# Start of Supplied data
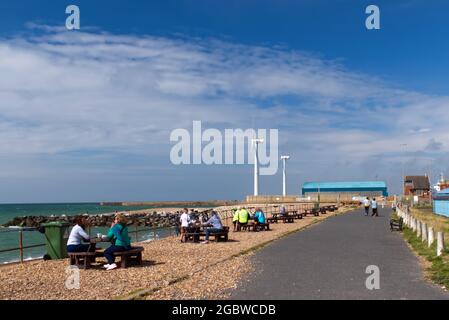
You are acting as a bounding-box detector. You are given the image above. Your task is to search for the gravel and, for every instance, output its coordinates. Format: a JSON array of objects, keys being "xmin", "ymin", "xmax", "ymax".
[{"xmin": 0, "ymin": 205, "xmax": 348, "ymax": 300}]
# End of Supplied data
# Start of Supplied data
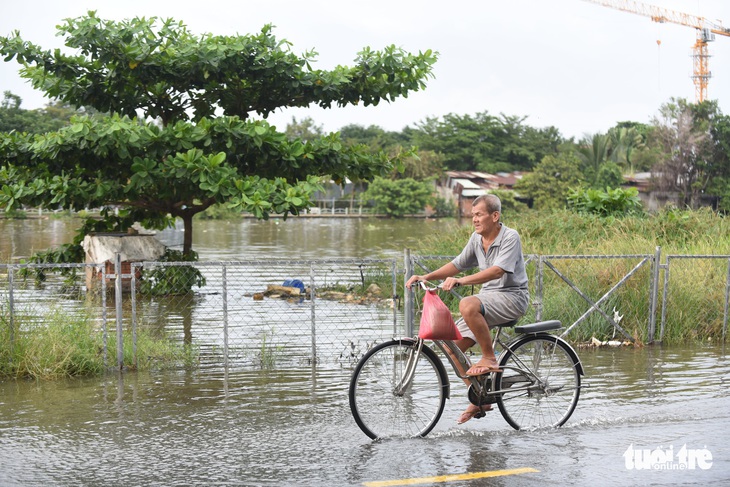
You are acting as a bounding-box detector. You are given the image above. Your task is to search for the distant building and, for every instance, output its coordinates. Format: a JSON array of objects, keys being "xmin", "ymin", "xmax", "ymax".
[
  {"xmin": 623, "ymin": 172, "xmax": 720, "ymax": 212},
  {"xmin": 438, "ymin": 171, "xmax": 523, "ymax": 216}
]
# End of Supplied data
● Goal: List each line from the entries above that contains the word "array".

● Correct answer:
You are acting as a bounding-box detector. You are given the image above. Your task is to search for the gravel and, for every instance, output its coordinates. Format: a JSON array of objects, keys being "xmin", "ymin", "xmax", "ymax".
You are acting as a bounding-box detector. You are given the image above. Your task is to search for the distant building and, for every instance, output its coordinates. Format: a JSON array of objects, keys being "xmin", "ymin", "xmax", "ymax".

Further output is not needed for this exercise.